WHAT TO DO. Quote every line of the data below as it stands, omitting pictures.

THE DATA: Begin

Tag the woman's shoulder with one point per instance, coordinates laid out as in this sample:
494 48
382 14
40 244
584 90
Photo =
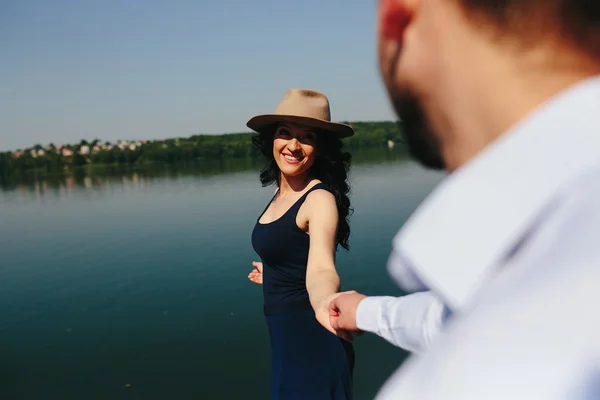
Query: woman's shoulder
319 192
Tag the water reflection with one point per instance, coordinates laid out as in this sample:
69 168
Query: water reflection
37 185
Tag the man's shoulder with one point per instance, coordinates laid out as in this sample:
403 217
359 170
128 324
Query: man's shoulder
566 231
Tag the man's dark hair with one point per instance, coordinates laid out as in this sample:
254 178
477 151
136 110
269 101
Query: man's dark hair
576 21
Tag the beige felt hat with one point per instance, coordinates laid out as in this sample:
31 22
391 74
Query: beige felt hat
304 107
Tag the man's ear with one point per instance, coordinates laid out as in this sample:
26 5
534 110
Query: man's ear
394 16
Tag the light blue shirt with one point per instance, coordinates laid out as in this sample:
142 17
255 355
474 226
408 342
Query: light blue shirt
510 243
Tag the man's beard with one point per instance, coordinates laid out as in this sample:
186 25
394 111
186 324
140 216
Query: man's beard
415 129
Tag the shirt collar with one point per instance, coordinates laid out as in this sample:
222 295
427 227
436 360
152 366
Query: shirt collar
475 216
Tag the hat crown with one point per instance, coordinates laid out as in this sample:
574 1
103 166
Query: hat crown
304 103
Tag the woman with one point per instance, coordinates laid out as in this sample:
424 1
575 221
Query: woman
296 237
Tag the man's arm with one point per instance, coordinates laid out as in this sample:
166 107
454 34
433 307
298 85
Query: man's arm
410 322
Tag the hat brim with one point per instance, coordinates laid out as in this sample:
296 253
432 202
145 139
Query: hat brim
260 122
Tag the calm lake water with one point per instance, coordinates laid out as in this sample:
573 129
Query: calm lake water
133 284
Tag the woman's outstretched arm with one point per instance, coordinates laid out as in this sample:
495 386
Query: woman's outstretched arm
322 279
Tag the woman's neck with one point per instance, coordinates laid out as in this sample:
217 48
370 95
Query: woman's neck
293 184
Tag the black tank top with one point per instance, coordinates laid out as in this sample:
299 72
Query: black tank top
283 249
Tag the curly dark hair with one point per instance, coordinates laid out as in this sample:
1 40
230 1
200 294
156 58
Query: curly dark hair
331 166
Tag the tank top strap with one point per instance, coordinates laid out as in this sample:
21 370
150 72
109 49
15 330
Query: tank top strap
302 198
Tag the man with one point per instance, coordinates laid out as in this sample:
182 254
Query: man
505 95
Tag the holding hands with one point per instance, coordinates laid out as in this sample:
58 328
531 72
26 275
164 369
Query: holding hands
256 274
342 314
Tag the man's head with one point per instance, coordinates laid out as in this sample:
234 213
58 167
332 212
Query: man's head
459 73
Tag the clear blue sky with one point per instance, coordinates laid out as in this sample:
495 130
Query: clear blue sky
135 69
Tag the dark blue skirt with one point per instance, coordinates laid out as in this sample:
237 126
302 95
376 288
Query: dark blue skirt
308 361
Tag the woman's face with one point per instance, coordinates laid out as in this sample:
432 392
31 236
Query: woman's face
294 149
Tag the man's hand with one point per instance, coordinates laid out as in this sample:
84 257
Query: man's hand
342 312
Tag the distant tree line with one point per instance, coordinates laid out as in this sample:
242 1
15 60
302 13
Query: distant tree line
54 159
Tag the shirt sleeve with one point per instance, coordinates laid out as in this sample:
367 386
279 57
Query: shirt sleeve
409 322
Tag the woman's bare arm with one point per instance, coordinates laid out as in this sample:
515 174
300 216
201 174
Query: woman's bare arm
322 279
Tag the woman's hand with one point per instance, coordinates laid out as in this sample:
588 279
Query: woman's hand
256 274
322 314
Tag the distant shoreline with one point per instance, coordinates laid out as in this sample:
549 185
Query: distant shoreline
59 159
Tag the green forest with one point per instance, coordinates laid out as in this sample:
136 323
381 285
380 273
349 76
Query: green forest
58 158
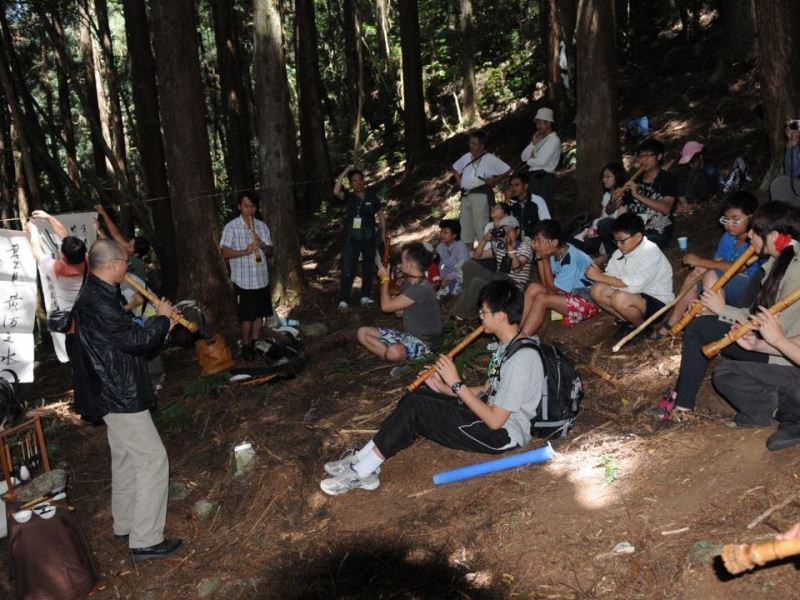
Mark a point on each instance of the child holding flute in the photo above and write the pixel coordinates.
(735, 219)
(775, 229)
(755, 390)
(491, 418)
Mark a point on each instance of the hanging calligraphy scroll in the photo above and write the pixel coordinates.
(17, 304)
(81, 225)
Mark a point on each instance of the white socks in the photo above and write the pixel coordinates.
(365, 451)
(368, 464)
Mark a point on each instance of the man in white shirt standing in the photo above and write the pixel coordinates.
(638, 278)
(476, 173)
(542, 155)
(246, 243)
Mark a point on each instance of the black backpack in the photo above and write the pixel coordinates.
(561, 400)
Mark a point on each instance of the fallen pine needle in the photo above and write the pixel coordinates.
(675, 531)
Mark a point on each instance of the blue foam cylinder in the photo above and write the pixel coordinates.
(531, 457)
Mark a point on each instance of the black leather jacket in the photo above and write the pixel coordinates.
(113, 350)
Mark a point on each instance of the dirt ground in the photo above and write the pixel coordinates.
(544, 531)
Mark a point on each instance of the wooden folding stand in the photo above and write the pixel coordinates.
(28, 439)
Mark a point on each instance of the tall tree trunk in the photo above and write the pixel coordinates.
(7, 176)
(115, 125)
(382, 21)
(597, 119)
(778, 73)
(738, 37)
(191, 179)
(148, 135)
(276, 147)
(556, 94)
(64, 103)
(20, 139)
(316, 161)
(235, 106)
(416, 141)
(471, 111)
(90, 85)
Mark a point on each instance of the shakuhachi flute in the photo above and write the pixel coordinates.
(251, 225)
(458, 348)
(711, 349)
(154, 300)
(738, 558)
(656, 315)
(698, 306)
(617, 194)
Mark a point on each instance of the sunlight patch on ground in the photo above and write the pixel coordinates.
(597, 469)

THE DATA: End

EXERCISE RESPONSE.
Tag the woman's shoulder with one point per instance, coordinates laid out as in this sample:
494 48
382 14
40 244
584 90
Photo =
Query: woman's shoulder
319 192
Tag the water reflection with one point per instance, coordinates laid out as in this sample:
69 168
Query: water reflection
37 185
Tag the man's shoulder with one point per instance, coordinates laid out as in this sample:
403 217
359 170
128 324
Query: man's shoulder
566 231
Tag the man's dark hair with one point per instance, coordinates laid out as in this sample:
254 178
477 151
136 110
269 101
Query: man's dark hair
576 21
Tag the beige felt hat with one point per instance, coordinates laid out as in this sample:
31 22
391 74
Query: beige felt hat
304 107
Tag the man's ear with one point per instance, coordinates laid out as in this sample:
26 5
534 110
Query: man's ear
394 16
Tag the light blue shirt with one point per instance, coordinates laid out as in this sample:
142 17
255 355
474 226
408 342
Query: light blue shirt
510 243
Tag the man's beard with one point per instance, coordinates laid out as in this sample:
186 25
394 111
186 324
140 216
Query: man's beard
415 129
Tag the shirt collar with one point per instance, coordinates laid out as in this sample:
222 295
427 227
436 360
152 366
Query: shirt collar
475 216
Tag the hat crown with one point per instance, coordinates laid out as in this sample:
574 1
103 166
Query: hat crown
304 103
Tag the woman with one point per instance, coordinates laid out as in this sample:
424 1
575 221
Query: woman
296 237
Tag the man's arm with one point per instance, coordinates laid out as in this sample:
166 107
454 34
433 307
298 85
Query: man's arm
410 322
Tag the hat brim with one point per instance, coordinates laid out as in this sample:
296 253
432 202
145 139
Query: hat brim
260 122
Tag the calm lake water with one point per instance, coordinates laid out as in this sample:
573 129
Query: calm lake water
133 284
Tag the woman's outstretched arm with one point per instance, coordinates laid out as in this sample:
495 386
Query: woman's outstretched arm
322 279
Tag the woman's neck with one point per instance, coordinates laid out as in this sample:
217 48
370 95
Query: woman's neck
293 184
Tag the black tank top with one point per instance, coordinates laid out as in this sample:
299 72
Query: black tank top
283 249
Tag the curly dark hair with one point per instance, coordinates laid out as in this sample:
1 40
230 1
200 294
156 58
Query: curly dark hair
331 166
Tag the tank top strap with one point per instance, coordinates laid out as in this sample:
21 370
150 72
109 49
15 330
Query: tank top strap
302 198
Tag the man with one point per instance, coordinates laid out as in this sample:
182 254
Query: man
505 95
Tag the holding hands with one point per instance, coordinates laid out as in this sample:
58 328
531 72
26 275
164 369
Query: holding hands
256 274
342 314
Tag the man's head with one point per instance, coordinates laid out as in this sample:
234 213
58 167
332 212
Query: man's head
459 73
Tag the clear blue sky with one point per instance, coordinates laid out as in this sample:
495 130
Query: clear blue sky
135 69
Tag the dark blue skirt with one point per instance, coordinates laid out as in this sample:
237 126
302 95
376 288
Query: dark blue skirt
308 361
Tag the woman's face with one point per instance, coordinates laid out as in this sample:
432 392
31 236
Query: woman's face
294 149
Tag the man's hand with one point per instance, coordinates laid out as in this sample:
84 257
Query: man's hand
342 312
Tag the distant tree line with one point per instance, coordinates laid out as in this sample:
242 1
15 60
302 13
Query: distant tree line
54 159
Tag the shirt sleeve with one point per instance, coordinates laid out as in this sample:
367 386
279 57
Query: shirt sleeve
409 322
Tag the woman's bare arm with one point per instance, coordinates laid out as in this sample:
515 174
300 216
201 174
Query: woman's bare arm
322 279
Tag the woman's hand with one point per instance, coordinates laid out as in this sample:
588 279
Query: woman's hand
256 274
322 314
Tag the distant shoreline with one point per instance, coordinates laid out as in this sample:
549 185
Query: distant shoreline
59 159
Tag the green forest with one point per instance, coordinates laid out as in this sample:
136 323
381 285
380 273
349 76
Query: green forest
58 158
Mark a point on each instance of the child holding flute in the photo above and write the pixel coordinates.
(735, 219)
(775, 229)
(755, 390)
(491, 418)
Mark a point on each instance of the hanging calligraphy scroll in the photo above and write the pixel coordinates.
(17, 304)
(81, 225)
Mark a point on each instance of the white socks in the photo above and write the pixel coordinates.
(365, 451)
(368, 464)
Mark a point on each instance of the man in white shirt standing in the photo above and write the pixel coordinates.
(638, 278)
(476, 173)
(542, 155)
(246, 243)
Mark a point on each instance of the black backpack in the photo above and write the pixel coordinates.
(561, 400)
Mark a point on each instance of the fallen pine needle in the photo above and write the pixel coordinates.
(675, 531)
Mark a point on each instance of the blue foam cylinder in the photo above and write the pixel coordinates.
(531, 457)
Mark a point on each instance of the black leather jacket in the photo above and write the pixel coordinates.
(113, 350)
Mark a point on each instance of the dirt ground in the photo above and write the pixel coordinates.
(544, 531)
Mark a point on each instance of the wooden folding stand in the photo above and write the pixel coordinates.
(28, 439)
Mark a point on each instance of the tall tree trunk in the photo above and write the pixel coordinates.
(7, 176)
(115, 125)
(382, 21)
(597, 119)
(778, 73)
(738, 37)
(191, 179)
(148, 135)
(276, 147)
(556, 94)
(64, 103)
(20, 139)
(316, 161)
(235, 106)
(416, 141)
(471, 111)
(90, 85)
Mark a point on each instance of the shakuhachi flute in the photo above and write the pixel coordinates.
(251, 225)
(458, 348)
(711, 349)
(154, 300)
(738, 558)
(656, 315)
(698, 306)
(617, 194)
Mark a point on each instance of the sunlight patch on ground in the photo above and write the pixel coordinates.
(597, 469)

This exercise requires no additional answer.